- **VOTRE TÂCHE**
Selon l'interview du cardinal Tauran, pourquoi celui-ci veut-il mettre sur pied une structure de dialogue avec les représentants musulmans ? Répondez en une à trois phrases.

=== EXTRAIT DE PAGE ===

6-En guise de conclusion une interview du cardinal Tauran

L’intégralité de cette interview est donnée sur le site de Zenith

www.zenit.org/article-17251?l=french

Dans le cadre des futures rencontres avec les musulmans, le cardinal Tauran espère arriver à un partage de convictions communes telles que: l’adoration du Dieu unique, la sacralité de la vie humaine, la dignité de la famille, le souci de l’éducation de la jeunesse. Il juge aussi nécessaire des discussions sur l’interprétation des droits de l’homme, les conventions internationales qui les définissent, sur le principe de la réciprocité particulièrement important dans le contexte de la liberté religieuse. A une dernière question sur le risque d’aboutir simplement à un dialogue sympathique, mais qui laisse de côté les problèmes et les divisions, il répond: “C’est un risque sans doute, mais je crois que tout l’intérêt de cette réunion que nous allons avoir avec les représentants des 138, qui sont maintenant d’ailleurs 241, c’est de mettre sur pied une structure de dialogue, comme un canal qui sera toujours ouvert et où on pourra se retrouver. C’est un peu ce que voudrais proposer, de manière à ce que justement ce dialogue soit quelque chose de continu, de structuré, pour éviter une certaine superficialité. Tout en soulignant bien que nous ne disons pas : « toutes les religions se valent ». Nous disons « tous les chercheurs de Dieu ont la même dignité ». C’est ça le dialogue interreligieux, ce n’est pas du tout un syncrétisme. C’est dire : « toutes les personnes qui sont à la recherche de Dieu ont la même dignité, donc doivent jouir de la même liberté, du même respect».

=== EXTRAITS DES DONNÉES ===

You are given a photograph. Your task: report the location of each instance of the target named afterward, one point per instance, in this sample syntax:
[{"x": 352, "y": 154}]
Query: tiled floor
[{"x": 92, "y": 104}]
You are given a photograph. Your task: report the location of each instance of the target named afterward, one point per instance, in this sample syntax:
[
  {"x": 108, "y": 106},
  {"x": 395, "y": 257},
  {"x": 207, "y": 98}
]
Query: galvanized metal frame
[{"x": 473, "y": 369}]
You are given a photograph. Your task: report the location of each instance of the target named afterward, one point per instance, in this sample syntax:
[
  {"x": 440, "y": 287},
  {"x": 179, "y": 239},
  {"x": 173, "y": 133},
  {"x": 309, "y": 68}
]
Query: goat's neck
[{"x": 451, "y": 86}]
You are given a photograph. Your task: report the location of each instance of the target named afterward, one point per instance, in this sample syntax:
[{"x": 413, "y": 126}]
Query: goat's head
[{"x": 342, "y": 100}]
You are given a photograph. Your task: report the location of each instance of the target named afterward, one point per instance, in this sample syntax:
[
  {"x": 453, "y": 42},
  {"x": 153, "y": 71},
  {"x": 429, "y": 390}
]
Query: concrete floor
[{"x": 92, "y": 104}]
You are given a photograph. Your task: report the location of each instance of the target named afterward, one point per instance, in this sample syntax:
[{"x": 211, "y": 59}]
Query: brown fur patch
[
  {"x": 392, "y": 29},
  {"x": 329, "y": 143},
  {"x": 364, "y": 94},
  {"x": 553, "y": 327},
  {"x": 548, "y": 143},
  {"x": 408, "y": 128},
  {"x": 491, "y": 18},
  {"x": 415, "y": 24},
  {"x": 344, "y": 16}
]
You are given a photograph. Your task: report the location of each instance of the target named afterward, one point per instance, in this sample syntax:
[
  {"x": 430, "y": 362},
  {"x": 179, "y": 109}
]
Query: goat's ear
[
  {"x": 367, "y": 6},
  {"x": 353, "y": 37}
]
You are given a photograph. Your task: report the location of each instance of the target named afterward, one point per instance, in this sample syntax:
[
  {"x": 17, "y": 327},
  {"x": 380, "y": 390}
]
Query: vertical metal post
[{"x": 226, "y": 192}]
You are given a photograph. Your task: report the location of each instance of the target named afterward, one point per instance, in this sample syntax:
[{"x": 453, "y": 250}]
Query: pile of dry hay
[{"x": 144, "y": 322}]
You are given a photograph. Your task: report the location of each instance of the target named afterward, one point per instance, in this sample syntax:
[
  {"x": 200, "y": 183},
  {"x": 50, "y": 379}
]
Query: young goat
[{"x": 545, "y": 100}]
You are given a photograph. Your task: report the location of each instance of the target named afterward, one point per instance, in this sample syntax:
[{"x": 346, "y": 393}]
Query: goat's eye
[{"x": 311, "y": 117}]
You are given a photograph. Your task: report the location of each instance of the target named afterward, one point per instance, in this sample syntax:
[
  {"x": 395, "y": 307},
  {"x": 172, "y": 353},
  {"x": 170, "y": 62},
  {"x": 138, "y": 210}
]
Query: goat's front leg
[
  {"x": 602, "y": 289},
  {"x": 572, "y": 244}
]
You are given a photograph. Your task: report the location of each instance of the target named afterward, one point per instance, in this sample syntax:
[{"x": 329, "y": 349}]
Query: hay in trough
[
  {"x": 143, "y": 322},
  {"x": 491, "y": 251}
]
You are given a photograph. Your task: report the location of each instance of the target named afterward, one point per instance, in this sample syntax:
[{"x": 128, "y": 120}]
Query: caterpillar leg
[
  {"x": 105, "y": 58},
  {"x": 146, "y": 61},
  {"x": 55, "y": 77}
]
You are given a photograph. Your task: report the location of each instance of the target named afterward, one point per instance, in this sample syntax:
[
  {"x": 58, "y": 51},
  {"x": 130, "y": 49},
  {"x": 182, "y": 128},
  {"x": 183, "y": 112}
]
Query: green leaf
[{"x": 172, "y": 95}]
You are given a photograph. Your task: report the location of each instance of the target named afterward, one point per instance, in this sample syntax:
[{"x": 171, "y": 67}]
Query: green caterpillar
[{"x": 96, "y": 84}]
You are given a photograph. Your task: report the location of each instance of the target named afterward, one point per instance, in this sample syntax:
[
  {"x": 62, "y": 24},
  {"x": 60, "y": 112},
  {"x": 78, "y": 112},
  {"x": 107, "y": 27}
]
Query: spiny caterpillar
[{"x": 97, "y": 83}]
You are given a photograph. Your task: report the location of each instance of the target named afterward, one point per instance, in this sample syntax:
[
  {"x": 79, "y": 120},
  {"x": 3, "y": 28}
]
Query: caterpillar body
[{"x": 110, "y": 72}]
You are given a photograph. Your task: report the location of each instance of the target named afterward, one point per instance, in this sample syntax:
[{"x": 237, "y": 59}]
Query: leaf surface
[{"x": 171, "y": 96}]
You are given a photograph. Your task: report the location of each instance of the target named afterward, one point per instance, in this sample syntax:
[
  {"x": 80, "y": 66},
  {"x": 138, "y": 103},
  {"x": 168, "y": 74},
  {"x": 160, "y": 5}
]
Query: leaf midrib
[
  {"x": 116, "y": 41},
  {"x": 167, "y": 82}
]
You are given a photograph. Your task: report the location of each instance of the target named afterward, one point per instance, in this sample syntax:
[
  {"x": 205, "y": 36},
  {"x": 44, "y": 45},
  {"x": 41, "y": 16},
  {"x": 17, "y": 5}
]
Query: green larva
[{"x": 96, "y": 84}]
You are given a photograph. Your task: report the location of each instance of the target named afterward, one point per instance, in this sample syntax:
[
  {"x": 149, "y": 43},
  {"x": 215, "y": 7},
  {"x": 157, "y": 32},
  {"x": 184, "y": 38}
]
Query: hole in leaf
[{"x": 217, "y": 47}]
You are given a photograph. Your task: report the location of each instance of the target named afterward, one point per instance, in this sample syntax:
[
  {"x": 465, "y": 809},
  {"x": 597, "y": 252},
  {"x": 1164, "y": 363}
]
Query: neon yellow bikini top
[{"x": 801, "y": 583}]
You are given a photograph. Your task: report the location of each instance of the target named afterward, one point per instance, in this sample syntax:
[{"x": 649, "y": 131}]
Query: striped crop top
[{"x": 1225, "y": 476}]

===

- **RÉPONSE ATTENDUE**
Il veut créer une structure de dialogue, comme un canal toujours ouvert où l'on pourra se retrouver, afin que ce dialogue soit continu et structuré. Il entend ainsi éviter une certaine superficialité et répondre au risque d'un dialogue simplement sympathique qui laisserait de côté les problèmes et les divisions.